Exercise prompt:
Reproduce the part of the Tony Makes It Happen album entry between "Studio album by" and "1967 (#2, 6–8)", inclusive.

Selected passage:

------------------------------------------------------------

Studio album by Tony Bennett
- Released: April 1967
- Recorded: November 26, 1966 (#3, 9) January 12, 1967 (#1, 10–11) January 18, 1967 (#4–5) January 27, 1967 (#2, 6–8)
- Studio: Columbia 30th Street (New York City)
- Genre: Vocal jazz
- Length: 30:20
- Labels: Columbia CL 2653 CS 9453
- Producer: Ernie Altschuler

Tony Bennett chronology
| A Time for Love (1966) | Tony Makes It Happen (1967) | For Once in My Life (1967) |

= Tony Makes It Happen =

Tony Makes It Happen is an album by American singer Tony Bennett, originally released in 1967 on Columbia as CL 2653.

------------------------------------------------------------

Data:
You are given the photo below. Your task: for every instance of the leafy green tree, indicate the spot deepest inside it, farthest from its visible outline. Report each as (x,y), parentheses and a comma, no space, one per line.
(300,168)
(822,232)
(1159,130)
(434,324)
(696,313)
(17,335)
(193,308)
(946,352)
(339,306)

------------------------------------------------------------

The solution:
Studio album by Tony Bennett
- Released: April 1967
- Recorded: November 26, 1966 (#3, 9) January 12, 1967 (#1, 10–11) January 18, 1967 (#4–5) January 27, 1967 (#2, 6–8)